ページ抜粋:
════════════════

ソフトバンクグループが出資するオラ・エレクトリック・モビリティーのスクーターが、インドの巨大な二輪車市場で手頃な価格の新製品として高い需要を得ていた3年前、共同創業者で最高経営責任者(CEO)のバビッシュ・アガルワル氏は数週間にわたり英国に滞在していた。

同氏は英自動車産業の中心地コベントリーに研究開発拠点を設立。ジャガーやアストンマーティンのデザインを手がけた業界の大物らを高額で採用し、自社製電気自動車(EV)の開発を目指した。米EVメーカーのCEO、イーロン・マスク氏のようになることがアガルワル氏の夢だった。

しかし、そのEVはついに発売されなかった。オラ・エレクトリックは一方で、別の理由で注目を集めた。スクーターの発火や部品の故障といった事例がSNSに次々と投稿されたのだ。

アガルワル氏

製品の欠陥は過去3年にわたり続き、損失の拡大や規制当局による監視、そして市場シェアの低下を招いた。オラ・エレクトリックは、有名になったスタートアップ創業者が足元を固める前に飛び立とうとしたことで生じ得る問題への警鐘となっている。

オラ・エレクトリックは2024年8月、華々しくムンバイ市場に上場。だが、それから1年を経ずして、25年のインド株式市場で最も低迷する銘柄の一つとなった。同社株は今年に入り約52%値下がりし、アガルワル氏(39)は危機対応に追われている。

 

投資ファンドのアドバントエッジを創業したクナル・カッター氏は「インドで事業を構築するには、忍耐と集中力、そして継続的な試行錯誤が必要だ。特に新たな市場カテゴリーを創出しようとする場合はなおさらだ」と指摘。「製品と市場が適合する前に過剰な資金が入ると、かえって悪影響を及ぼす恐れがある」と語った。

オラ・エレクトリックの担当者は電子メールでのコメント要請には応じないとしている。

苦境

オラ・エレクトリックの転落は、22年前半まで資金調達ブームに沸いていたインドの有力スタートアップ各社が直面する成長に伴う痛みを象徴している。

オンライン家庭教師アプリのバイジューズや電子薬局のファームイージー、ホテル予約サービスのオヨホテルズといった企業もブームに乗ったが、その後は評価額の急落や経営破綻に直面している。

バイジューズは訴訟や未払い給与、資金難に苦しみ、債務を抱えるファームイージーは評価額が約90%縮小。オヨホテルズの新規株式公開(IPO)は何度も延期され、EV専門タクシーのブルースマートは今年、営業を突然停止した。

════════════════

元データ:
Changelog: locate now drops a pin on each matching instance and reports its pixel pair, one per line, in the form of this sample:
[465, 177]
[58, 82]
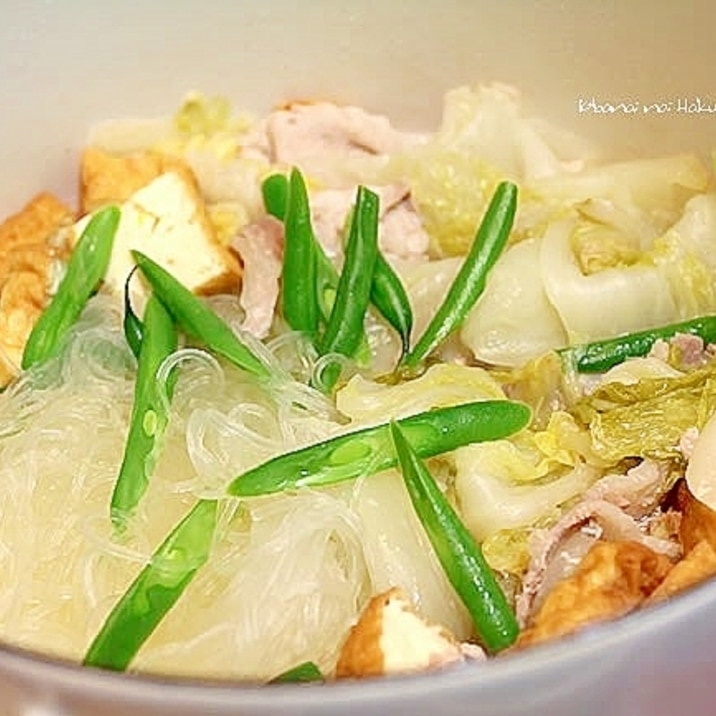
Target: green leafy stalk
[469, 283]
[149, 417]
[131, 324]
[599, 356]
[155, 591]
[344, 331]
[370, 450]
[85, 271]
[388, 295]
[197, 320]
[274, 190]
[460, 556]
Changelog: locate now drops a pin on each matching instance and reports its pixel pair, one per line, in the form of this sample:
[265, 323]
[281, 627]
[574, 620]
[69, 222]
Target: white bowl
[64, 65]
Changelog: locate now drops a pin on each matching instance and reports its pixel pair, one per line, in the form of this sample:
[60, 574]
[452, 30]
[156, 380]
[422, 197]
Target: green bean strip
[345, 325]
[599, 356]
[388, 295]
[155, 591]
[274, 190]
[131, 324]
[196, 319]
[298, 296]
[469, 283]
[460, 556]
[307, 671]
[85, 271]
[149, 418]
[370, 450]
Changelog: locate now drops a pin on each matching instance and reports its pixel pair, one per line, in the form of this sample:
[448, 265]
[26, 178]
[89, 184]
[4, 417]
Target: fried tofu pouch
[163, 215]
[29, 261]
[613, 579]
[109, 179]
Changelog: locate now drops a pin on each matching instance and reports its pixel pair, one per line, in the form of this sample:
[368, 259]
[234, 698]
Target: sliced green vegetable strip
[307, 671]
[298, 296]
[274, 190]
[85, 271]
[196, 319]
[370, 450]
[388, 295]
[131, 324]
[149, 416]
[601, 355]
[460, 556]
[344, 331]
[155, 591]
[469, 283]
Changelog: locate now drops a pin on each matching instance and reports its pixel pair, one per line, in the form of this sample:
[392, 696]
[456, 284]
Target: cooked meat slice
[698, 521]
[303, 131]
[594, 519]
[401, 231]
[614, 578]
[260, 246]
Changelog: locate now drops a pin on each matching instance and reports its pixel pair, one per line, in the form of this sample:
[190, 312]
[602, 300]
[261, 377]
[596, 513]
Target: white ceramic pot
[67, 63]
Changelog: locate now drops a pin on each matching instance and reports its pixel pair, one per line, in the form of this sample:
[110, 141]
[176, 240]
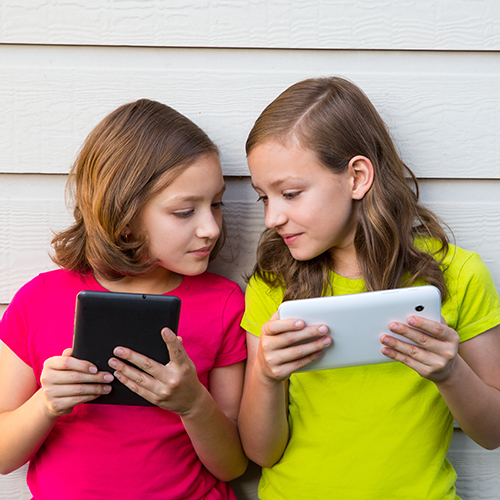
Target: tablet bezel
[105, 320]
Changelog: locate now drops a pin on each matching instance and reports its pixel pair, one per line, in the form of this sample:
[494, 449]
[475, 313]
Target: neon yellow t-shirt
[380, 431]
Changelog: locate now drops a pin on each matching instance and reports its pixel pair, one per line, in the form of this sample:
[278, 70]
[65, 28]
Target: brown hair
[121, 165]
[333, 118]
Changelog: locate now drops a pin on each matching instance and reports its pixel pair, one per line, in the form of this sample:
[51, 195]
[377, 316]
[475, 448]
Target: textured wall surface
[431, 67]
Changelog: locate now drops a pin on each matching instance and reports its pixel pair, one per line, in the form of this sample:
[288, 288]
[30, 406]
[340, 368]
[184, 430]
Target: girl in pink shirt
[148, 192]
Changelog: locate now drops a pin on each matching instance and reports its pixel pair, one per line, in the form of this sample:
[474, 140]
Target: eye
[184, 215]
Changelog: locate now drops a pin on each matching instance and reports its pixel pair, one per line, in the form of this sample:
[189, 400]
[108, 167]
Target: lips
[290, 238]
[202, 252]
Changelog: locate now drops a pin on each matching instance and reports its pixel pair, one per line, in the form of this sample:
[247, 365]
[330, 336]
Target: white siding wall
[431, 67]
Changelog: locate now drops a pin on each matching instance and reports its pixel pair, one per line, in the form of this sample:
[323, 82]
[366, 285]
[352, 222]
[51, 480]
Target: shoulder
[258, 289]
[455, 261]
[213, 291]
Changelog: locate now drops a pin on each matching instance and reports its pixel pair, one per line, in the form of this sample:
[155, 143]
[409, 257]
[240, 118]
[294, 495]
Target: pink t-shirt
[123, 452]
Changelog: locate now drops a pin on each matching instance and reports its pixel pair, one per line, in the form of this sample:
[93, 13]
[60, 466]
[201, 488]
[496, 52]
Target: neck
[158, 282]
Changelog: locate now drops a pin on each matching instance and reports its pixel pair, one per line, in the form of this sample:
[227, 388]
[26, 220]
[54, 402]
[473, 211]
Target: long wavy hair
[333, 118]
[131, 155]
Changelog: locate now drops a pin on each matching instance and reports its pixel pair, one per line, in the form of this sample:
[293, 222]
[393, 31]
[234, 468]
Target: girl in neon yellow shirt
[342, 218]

════════════════

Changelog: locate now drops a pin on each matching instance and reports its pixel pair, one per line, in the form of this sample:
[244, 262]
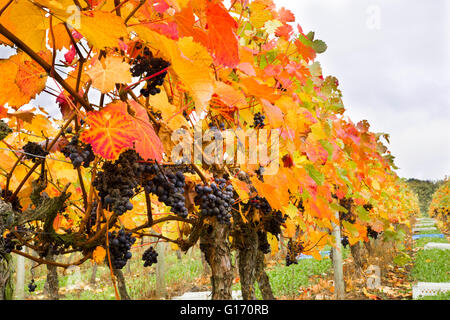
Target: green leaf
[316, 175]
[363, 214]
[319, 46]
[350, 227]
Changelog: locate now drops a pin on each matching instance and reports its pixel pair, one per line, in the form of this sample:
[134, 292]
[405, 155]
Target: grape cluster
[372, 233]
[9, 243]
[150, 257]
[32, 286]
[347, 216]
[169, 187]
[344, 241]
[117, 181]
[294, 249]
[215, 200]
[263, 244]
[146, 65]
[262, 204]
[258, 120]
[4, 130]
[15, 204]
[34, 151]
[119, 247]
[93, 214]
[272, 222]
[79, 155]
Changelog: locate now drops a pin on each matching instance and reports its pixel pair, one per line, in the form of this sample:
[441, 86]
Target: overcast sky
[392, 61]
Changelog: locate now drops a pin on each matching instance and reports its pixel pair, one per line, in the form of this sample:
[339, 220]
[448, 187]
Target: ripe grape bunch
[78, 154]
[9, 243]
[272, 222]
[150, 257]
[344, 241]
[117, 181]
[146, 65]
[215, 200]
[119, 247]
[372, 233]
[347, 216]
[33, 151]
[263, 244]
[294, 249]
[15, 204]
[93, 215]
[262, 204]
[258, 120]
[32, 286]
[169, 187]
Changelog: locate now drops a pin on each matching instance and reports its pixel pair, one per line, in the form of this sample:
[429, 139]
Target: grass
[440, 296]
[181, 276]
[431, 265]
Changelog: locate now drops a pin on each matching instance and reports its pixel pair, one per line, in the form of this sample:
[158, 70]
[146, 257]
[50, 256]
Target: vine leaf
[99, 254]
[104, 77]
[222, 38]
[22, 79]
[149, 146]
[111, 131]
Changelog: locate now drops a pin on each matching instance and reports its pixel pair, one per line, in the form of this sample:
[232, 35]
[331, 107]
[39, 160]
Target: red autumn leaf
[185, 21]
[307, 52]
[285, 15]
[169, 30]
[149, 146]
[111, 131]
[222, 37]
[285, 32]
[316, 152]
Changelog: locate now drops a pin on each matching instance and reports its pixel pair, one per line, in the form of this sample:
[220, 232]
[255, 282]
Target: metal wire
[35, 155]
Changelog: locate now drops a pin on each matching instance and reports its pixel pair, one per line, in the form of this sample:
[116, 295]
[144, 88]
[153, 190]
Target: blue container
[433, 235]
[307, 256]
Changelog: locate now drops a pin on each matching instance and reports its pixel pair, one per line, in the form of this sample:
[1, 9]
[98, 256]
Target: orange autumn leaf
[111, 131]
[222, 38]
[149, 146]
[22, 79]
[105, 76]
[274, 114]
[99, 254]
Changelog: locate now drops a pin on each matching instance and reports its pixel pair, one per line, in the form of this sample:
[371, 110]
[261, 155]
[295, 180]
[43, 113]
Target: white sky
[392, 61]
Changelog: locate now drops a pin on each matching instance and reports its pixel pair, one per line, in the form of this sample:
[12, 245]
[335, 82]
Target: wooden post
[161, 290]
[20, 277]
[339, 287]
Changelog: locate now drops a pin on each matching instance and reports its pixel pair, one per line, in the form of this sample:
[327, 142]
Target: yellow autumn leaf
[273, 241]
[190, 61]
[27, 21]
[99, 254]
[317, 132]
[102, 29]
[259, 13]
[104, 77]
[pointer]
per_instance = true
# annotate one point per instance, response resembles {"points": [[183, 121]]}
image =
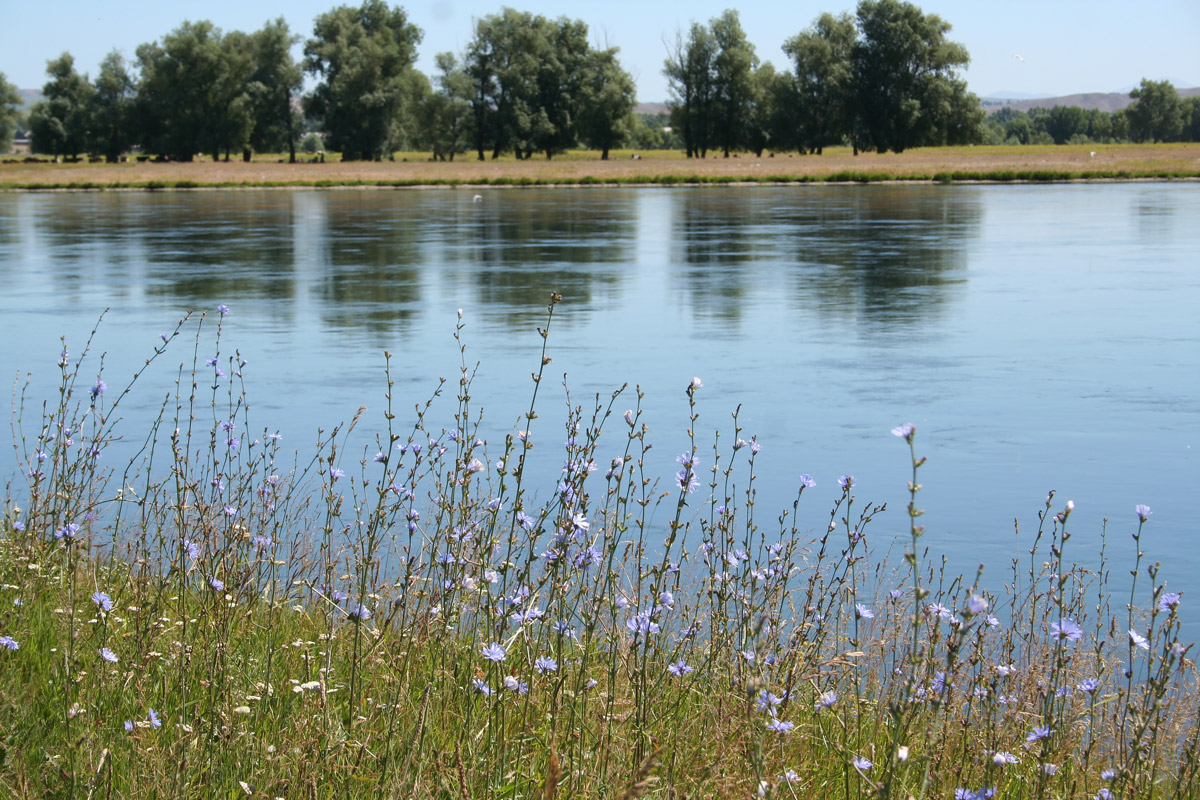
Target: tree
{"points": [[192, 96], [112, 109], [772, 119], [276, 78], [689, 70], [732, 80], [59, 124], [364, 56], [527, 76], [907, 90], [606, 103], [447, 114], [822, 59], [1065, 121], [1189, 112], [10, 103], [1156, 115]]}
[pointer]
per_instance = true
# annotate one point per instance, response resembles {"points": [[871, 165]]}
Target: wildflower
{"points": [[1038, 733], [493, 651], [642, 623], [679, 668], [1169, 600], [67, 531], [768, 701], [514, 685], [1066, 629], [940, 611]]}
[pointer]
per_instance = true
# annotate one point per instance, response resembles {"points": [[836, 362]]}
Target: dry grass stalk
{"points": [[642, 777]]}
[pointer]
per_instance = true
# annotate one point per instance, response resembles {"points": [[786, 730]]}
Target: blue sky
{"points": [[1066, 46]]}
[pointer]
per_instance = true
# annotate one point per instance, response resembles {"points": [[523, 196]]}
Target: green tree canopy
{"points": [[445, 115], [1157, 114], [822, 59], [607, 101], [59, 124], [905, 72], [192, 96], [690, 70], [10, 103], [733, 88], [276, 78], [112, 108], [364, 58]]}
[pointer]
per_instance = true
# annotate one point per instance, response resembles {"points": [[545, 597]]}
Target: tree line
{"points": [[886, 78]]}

════════════════

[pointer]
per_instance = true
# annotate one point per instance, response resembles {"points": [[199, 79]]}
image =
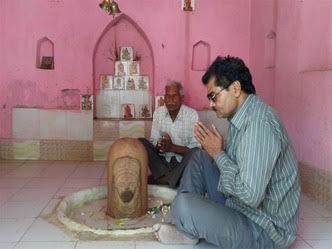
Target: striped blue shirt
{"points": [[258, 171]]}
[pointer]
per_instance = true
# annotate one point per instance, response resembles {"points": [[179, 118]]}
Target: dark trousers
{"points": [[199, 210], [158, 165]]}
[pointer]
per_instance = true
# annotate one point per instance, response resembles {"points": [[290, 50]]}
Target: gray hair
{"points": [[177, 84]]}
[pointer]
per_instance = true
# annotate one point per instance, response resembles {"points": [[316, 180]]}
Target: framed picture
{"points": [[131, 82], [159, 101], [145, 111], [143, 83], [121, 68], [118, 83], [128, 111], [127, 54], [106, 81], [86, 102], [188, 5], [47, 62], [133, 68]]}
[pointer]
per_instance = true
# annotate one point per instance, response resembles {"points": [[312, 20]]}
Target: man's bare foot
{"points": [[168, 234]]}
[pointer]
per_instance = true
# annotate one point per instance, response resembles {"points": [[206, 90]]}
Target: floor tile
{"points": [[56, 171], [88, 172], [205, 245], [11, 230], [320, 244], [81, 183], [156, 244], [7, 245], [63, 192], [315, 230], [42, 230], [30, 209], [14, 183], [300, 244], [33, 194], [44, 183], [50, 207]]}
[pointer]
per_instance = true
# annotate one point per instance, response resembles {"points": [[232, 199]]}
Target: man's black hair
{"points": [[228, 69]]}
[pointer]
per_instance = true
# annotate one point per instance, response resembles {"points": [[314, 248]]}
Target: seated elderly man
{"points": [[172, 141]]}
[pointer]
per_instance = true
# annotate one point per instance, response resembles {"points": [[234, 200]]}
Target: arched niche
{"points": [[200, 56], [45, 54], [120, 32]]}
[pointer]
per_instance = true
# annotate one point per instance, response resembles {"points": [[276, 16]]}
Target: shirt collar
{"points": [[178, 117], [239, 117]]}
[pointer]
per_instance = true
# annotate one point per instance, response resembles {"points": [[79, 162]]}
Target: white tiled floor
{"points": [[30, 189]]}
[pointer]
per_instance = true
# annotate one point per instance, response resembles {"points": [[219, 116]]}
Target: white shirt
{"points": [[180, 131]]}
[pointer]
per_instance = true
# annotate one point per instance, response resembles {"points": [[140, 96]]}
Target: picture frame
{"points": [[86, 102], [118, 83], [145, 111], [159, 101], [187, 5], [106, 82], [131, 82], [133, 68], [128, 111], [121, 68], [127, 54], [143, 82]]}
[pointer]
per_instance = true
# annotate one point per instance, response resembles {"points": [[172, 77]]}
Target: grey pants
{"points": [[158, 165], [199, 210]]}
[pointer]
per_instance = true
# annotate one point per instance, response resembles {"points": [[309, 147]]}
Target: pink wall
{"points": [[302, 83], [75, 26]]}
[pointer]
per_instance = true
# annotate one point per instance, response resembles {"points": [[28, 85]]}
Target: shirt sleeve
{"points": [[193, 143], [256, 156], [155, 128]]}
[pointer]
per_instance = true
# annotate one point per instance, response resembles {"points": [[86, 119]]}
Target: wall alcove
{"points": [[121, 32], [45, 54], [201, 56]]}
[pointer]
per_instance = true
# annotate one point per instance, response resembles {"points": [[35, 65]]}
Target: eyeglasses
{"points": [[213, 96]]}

════════════════

取り組む作業:
A - オラ・エレクトリックの記事によると、同社がムンバイ市場に上場したのはいつですか？
B - オラ・エレクトリックの記事のうち、「オラ・エレクトリックは202」で始まり「オラ・エレクトリックの担当者は電子メールでのコメント要請には応じないとしている。」まで続く箇所を、「ムンバイ市場」を「インド市場」に入れ替えて書き直してください。

記述した解答:
A - 2024年8月です。

B -
オラ・エレクトリックは2024年8月、華々しくインド市場に上場。だが、それから1年を経ずして、25年のインド株式市場で最も低迷する銘柄の一つとなった。同社株は今年に入り約52%値下がりし、アガルワル氏(39)は危機対応に追われている。

 

投資ファンドのアドバントエッジを創業したクナル・カッター氏は「インドで事業を構築するには、忍耐と集中力、そして継続的な試行錯誤が必要だ。特に新たな市場カテゴリーを創出しようとする場合はなおさらだ」と指摘。「製品と市場が適合する前に過剰な資金が入ると、かえって悪影響を及ぼす恐れがある」と語った。

オラ・エレクトリックの担当者は電子メールでのコメント要請には応じないとしている。